Transcribe the data underneath exactly, keeping every word in place.

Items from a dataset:
<<<<

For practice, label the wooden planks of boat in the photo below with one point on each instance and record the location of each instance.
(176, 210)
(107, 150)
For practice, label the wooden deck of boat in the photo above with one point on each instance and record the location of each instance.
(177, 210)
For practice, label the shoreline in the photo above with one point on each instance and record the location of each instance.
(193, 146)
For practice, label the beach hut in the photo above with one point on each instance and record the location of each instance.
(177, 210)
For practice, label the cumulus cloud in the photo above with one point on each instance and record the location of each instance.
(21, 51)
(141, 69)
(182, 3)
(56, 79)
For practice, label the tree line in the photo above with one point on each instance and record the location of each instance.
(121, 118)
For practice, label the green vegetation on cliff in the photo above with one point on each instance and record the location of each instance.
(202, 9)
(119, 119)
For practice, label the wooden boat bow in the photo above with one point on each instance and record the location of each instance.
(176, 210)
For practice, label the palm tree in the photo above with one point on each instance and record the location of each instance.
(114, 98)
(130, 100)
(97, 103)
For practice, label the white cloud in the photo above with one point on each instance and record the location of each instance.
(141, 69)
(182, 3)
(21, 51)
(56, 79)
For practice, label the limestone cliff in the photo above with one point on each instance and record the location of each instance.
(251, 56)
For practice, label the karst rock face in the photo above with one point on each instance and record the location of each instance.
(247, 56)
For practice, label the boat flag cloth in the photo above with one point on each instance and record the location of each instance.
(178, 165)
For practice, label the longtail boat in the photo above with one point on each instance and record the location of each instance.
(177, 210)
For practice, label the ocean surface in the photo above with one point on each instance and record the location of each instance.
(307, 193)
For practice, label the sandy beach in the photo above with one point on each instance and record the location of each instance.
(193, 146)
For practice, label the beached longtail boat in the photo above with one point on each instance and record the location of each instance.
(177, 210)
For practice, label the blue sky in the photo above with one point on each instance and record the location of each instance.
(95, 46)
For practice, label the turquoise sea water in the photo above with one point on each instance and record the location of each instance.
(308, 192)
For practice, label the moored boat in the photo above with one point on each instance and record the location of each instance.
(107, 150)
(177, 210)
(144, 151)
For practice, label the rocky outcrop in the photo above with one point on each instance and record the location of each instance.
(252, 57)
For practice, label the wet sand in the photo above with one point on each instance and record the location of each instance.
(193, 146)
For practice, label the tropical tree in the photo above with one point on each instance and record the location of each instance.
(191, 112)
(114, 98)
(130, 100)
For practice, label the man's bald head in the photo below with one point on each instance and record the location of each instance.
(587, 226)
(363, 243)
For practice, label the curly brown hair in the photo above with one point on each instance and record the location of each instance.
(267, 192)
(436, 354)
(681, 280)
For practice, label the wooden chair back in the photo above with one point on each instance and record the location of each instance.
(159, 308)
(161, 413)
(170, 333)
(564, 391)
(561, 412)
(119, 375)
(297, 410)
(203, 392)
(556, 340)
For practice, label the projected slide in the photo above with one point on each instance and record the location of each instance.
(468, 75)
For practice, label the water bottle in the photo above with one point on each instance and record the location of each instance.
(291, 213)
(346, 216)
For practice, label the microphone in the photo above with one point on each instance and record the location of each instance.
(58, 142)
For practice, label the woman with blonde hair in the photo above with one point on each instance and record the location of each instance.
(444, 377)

>>>>

- Response to this exercise
For practice, label the wooden planks of boat in the photo below with one point on each instance and record the location of each instance.
(176, 210)
(107, 150)
For practice, label the wooden deck of boat in the photo above with one point on each instance and record the location of each instance.
(177, 210)
For practice, label the shoreline in the photo above with one point on each instance and record the location of each instance.
(193, 146)
For practice, label the beach hut in the photo above with one point on each instance and record the location of each instance.
(177, 210)
For practice, label the cumulus cloud in the photo above with one point on each instance and record the location of each instance.
(21, 51)
(141, 69)
(182, 3)
(56, 79)
For practice, label the tree line in the photo above with one point on each instance and record the location of each instance.
(121, 118)
For practice, label the green vegetation on cliff in the photo above with one point on each instance and record the location of each instance.
(202, 9)
(119, 119)
For practice, label the wooden boat bow in the photo above with one point on each instance and record the location of each instance.
(176, 210)
For practice, label the palm tree in the photo above with one point on each instance and record the location of each instance.
(114, 98)
(130, 100)
(97, 103)
For practice, label the white cloud in the photo above with one point on each instance and record the location of each instance.
(141, 69)
(182, 3)
(21, 51)
(56, 79)
For practice, label the limestone cliff in the photo above with one point on each instance and record the location of each instance.
(251, 56)
For practice, label the karst rock face in the photo above with one point on each instance and record the location of each instance.
(247, 56)
For practice, label the boat flag cloth in the photo above with one point on each instance and record the location of each instance.
(178, 165)
For practice, label the longtail boat in the photo above with one point on each instance and record the location of each instance.
(177, 210)
For practice, label the ocean surface in the photo above with one point on each instance and record the location of each instance.
(307, 193)
For practice, label the sandy beach in the photo above with one point on each instance and record the location of each instance.
(193, 146)
For practice, label the beached longtail boat in the photo above with one point on each instance and record the location of each instance.
(177, 210)
For practice, label the blue sky in the photo above with one point on each instance and record the location of each instance.
(95, 46)
For practice, label the turquoise sea water in the photo above with one point on each instance and record the location of each instance.
(308, 192)
For practice, label the moored boat in the photo above with one point on each instance and record the location of each instance.
(107, 150)
(177, 210)
(144, 151)
For practice, label the rocky outcrop in the photo above with one point on each instance and record the location of each instance.
(252, 57)
For practice, label the wet sand in the photo above with one point on each instance and record the location of each instance.
(193, 146)
For practice, label the tropical tree in the photo above with one point on each instance and record the location of each instance.
(191, 112)
(114, 98)
(130, 100)
For practice, label the man's bald head in the photo below with one point on each instance and record the location of each instance.
(587, 226)
(363, 243)
For practice, label the curly brown hair in the photo above with one point on each instance and record the location of each instance.
(267, 192)
(436, 354)
(681, 280)
For practice, label the wooden chair back in the photo above with one point on each instance and record the location of each instance.
(159, 308)
(161, 413)
(170, 333)
(564, 391)
(561, 412)
(119, 375)
(297, 410)
(203, 392)
(556, 340)
For practice, label the projected slide in the photo above with one point on each instance and record the location of each instance.
(468, 75)
For practice, label the water bottle in the photo above with one point on each instance and record the location of each instance.
(291, 213)
(346, 216)
For practice, label the microphone in the photo above with one point on each instance and record the location of each instance.
(58, 142)
For practice, label the woman with blonde hair in the photo above with one point on each instance and record the location of each instance.
(444, 377)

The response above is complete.